- Born: 1953 (age 72–73) Tuatapere, New Zealand
- Writing career
- Genre: Poetry
- Notable work: Feeding the Dogs
- Notable awards: NZSA Jessie Mackay Best First Book Award for Poetry (2003)

= Kay McKenzie Cooke =

New Zealand poet

Kay McKenzie Cooke (born 1953) is a New Zealand poet. In 2003, her collection, Feeding the Dogs, won the NZSA Jessie Mackay Best First Book Award for Poetry at the New Zealand Book Awards.

== Background ==
Cooke was born in 1953 in Tuatapere. She grew up in Orepuki. She is of Kāi Tahu, Kāti Māmoe, English, Scottish, and Irish descent. She studied at Dunedin Teachers' College and worked in the early childhood education sector. Cooke currently lives in Dunedin.

What the exercise asks - Reproduce the profile of Kay McKenzie Cooke from the words "- Born: 1953" through "for Poetry (2003)", replacing "Writing career" with "Literary career".

Data entries -
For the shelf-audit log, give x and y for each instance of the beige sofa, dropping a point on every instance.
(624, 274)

* * *

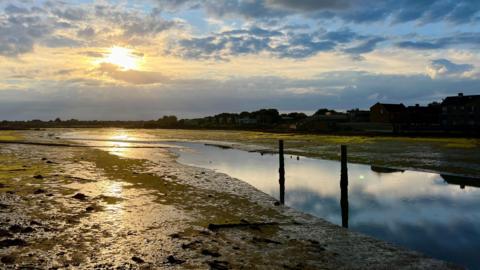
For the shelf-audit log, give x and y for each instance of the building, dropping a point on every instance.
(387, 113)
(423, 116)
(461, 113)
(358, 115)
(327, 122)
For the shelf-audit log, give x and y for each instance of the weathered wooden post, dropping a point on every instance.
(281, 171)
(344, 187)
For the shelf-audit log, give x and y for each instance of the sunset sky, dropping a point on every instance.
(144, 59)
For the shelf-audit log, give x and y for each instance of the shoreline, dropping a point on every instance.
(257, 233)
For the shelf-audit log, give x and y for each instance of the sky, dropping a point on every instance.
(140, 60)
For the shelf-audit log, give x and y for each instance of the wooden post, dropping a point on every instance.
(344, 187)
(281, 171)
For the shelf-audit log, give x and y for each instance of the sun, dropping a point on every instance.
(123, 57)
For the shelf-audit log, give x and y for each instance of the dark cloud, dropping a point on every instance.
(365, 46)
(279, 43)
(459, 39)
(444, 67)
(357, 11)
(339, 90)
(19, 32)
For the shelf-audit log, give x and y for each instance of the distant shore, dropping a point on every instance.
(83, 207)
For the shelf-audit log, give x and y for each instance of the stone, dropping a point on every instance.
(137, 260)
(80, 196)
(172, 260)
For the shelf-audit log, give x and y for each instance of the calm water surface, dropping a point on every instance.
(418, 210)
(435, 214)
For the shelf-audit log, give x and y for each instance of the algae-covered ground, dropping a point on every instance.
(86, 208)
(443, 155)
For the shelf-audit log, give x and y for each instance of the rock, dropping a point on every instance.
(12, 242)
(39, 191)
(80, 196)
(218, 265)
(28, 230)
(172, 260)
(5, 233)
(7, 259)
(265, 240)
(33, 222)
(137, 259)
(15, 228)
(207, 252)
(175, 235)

Full output -
- Born: 1953 (age 72–73) Tuatapere, New Zealand
- Literary career
- Genre: Poetry
- Notable work: Feeding the Dogs
- Notable awards: NZSA Jessie Mackay Best First Book Award for Poetry (2003)